Provided text section start

New High School Course Aims to Reduce Sexual Abuse of Youth with Disabilities

A group of students and faculty at Tufts University School of Medicine (TUSM) in Boston are working to reduce the risk of sexual abuse and exploitation among young people with intellectual disabilities.

They created a 10-week sex education course specifically designed for this population and have started teaching it at Josiah Quincy Upper School (JQUS), a public high school close to Tuft’s campus.

The course “fills a lack in sex-ed for kids who are incredibly vulnerable,” Laura Grubb told TuftsNow, an online news magazine published by the university. Grubb, who leads the effort, is a pediatrician at Tufts Medical Center as well as an assistant professor of pediatrics and public health and community medicine at TUSM.

NPR reports that individuals with intellectual disabilities are seven times more likely to be sexually assaulted than those without a disability. Despite this disparity, those with disabilities are often shortchanged when it comes to receiving comprehensive sex education, which has been proven to help lower rates of teen pregnancy, sexual abuse, and sexually transmitted infections. Sex education also plays a role in fostering healthier relationships among adolescents.

According to Grubb, young people with intellectual disabilities tend to be viewed as asexual, even by their parents. This is one reason they may lack the same sex-ed opportunities as their neurotypical peers.

Provided text section end

Continue the article on the sex education course for youth with intellectual disabilities, starting after its last sentence. The records that come next have no connection to the text about the sex education course.

Data under study section start

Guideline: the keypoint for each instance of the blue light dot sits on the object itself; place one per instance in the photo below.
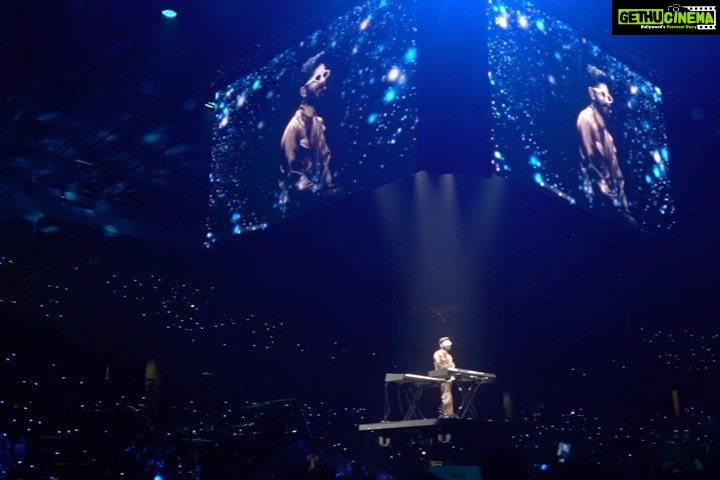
(411, 55)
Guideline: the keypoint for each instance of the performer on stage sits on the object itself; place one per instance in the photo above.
(306, 166)
(443, 359)
(598, 154)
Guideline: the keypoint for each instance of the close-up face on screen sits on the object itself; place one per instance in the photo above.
(573, 120)
(331, 116)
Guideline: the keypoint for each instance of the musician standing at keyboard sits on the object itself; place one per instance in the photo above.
(443, 359)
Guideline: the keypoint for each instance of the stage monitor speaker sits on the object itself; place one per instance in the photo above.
(456, 472)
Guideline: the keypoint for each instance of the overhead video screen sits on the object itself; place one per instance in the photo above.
(574, 120)
(333, 115)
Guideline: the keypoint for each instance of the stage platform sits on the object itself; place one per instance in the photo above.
(409, 424)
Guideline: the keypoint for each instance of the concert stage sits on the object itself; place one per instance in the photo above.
(417, 445)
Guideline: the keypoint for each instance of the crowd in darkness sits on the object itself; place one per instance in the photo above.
(77, 387)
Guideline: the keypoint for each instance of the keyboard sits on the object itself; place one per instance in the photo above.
(462, 375)
(419, 380)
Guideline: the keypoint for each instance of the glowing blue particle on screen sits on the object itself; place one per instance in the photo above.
(664, 154)
(151, 137)
(411, 55)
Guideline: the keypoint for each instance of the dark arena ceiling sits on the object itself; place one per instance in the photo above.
(103, 123)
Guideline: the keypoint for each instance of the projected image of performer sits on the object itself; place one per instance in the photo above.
(598, 155)
(443, 359)
(306, 166)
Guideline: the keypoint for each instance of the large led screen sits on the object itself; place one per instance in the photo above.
(574, 120)
(331, 116)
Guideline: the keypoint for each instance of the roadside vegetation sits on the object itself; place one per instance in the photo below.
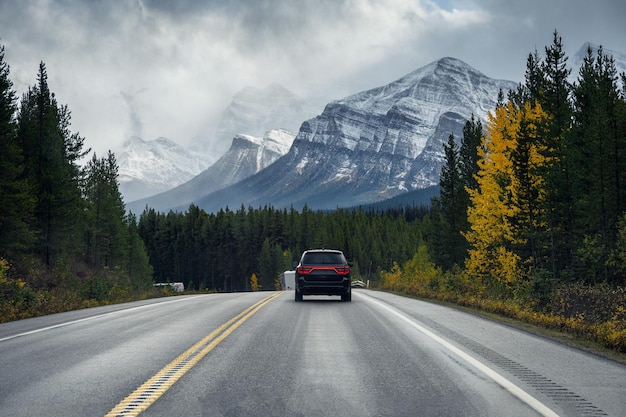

Data under study section end

- [Exercise result]:
Grubb and her team are beginning to remedy this problem with a curriculum that takes into account the unique learning needs of those with intellectual disabilities. For instance, they have created lessons for mixed gender classes that center around role playing different real-life situations, such as how to determine whether someone wants to hold hands or what to do if a friend shares an uncomfortable sexual encounter.

The TUSM team has also incorporated props to make ideas about sex more concrete. Students don’t just have discussions about birth control — they physically examine condoms, IUDs, and other forms of contraception. When teaching basic hygiene, instructors distribute grab bags containing relevant items like tampons and deodorant.

Through a grant, the team has been able to further enrich the curriculum, adding multilingual materials and online content. They have also presented the curriculum to a national and international audience at the Society for Adolescent Health and Medicine.

In addition to providing much-needed educational opportunities for students with intellectual disabilities, the project has helped young physicians and medical students at TUSM develop their ability to educate and advocate for the health of underrepresented communities.